Records taken from a collection:
=======

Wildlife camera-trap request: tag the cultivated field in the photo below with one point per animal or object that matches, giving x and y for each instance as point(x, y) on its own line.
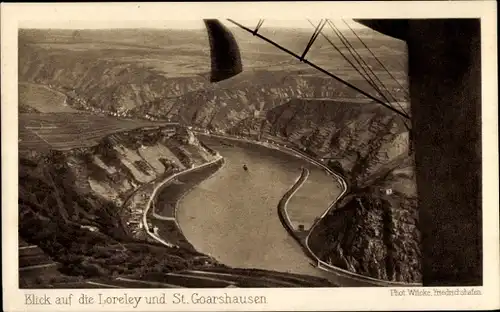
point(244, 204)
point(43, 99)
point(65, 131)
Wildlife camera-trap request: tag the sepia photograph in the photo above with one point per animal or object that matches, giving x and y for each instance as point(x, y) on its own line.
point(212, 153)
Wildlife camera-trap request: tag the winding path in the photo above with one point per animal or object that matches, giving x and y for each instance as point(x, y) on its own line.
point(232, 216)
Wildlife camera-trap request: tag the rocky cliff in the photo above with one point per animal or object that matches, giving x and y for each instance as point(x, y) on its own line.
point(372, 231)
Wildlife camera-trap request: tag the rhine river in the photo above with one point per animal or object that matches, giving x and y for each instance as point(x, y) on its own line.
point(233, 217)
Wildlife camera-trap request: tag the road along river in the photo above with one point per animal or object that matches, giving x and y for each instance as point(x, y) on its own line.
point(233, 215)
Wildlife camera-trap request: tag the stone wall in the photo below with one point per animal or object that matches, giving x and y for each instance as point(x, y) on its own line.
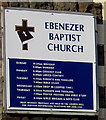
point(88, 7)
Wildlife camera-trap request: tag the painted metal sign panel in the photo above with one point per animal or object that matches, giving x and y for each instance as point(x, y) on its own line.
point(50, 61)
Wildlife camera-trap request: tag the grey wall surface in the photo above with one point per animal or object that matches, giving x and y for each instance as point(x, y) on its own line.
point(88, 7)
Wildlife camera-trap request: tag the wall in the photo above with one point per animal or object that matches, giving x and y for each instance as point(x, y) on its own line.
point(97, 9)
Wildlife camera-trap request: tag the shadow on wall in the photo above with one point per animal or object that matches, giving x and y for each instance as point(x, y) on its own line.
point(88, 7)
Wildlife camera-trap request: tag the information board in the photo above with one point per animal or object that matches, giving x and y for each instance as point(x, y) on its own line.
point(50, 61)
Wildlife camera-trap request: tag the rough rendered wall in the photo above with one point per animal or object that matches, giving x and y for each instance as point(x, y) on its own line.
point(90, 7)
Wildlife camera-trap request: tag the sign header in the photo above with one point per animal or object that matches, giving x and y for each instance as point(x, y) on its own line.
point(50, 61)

=======

■ WHAT YOU NEED TO DO: Swap "Wildlife camera-trap request" for "Landscape survey request" everywhere in the records above, and leave every other word unchanged. Omit the pictures from your version.

■ WRITTEN ANSWER:
Landscape survey request: tag the cultivated field in the photo below with one point per animal or object that matches, giving x and y for each instance as point(x, y) on its own line.
point(244, 204)
point(43, 99)
point(65, 131)
Landscape survey request: tag the sepia photograph in the photo above with one point per animal or object that matches, giving x and y for each instance as point(x, y) on its own line.
point(212, 153)
Landscape survey request: tag the winding path in the photo above with one point per animal or object that matches, giving x and y for each instance as point(x, y) on its own line.
point(232, 216)
Landscape survey request: tag the rocky cliff in the photo above with one point per animal or object that matches, giving x and y for each instance as point(x, y) on its own line.
point(372, 231)
Landscape survey request: tag the rhine river in the photo above with one point per animal or object that matches, giving x and y for each instance as point(x, y) on its own line.
point(233, 217)
Landscape survey request: tag the road along river in the photo above with one point per animal or object that matches, giving x and y for each instance as point(x, y) on its own line.
point(233, 215)
Landscape survey request: tag the stone wall in the photo below with one point per animal or object that matches, giving x and y for each instance as point(x, y) on its own line.
point(88, 7)
Landscape survey request: tag the painted metal sign panel in the photo above with one point per animal or object that matches, giving x and y for each instance as point(x, y) on its own line.
point(50, 61)
Landscape survey request: tag the grey wall surface in the photo above with one point per animal or object that matches, giving x and y for each instance as point(x, y) on its own line.
point(88, 7)
Landscape survey request: tag the wall in the photo above with one point per animal or object that matches, giving x and y for each instance as point(x, y) on its own line.
point(97, 9)
Landscape survey request: tag the shadow on wall in the photo above with one point per animal or object that matches, giving x and y for each instance as point(x, y) on its own line.
point(88, 7)
Landscape survey request: tag the information board in the photo above with one point per animal or object that matches, giving x and y for each instance as point(x, y) on its own line.
point(50, 61)
Landscape survey request: tag the rough rendered wall in the photo above with one point per animal or object that matches, giving x and y for each instance as point(x, y) on its own line.
point(90, 7)
Landscape survey request: tag the sign header in the photo above with one point per animal or object that matches, giving x and y for each instance as point(x, y) on its own line.
point(50, 61)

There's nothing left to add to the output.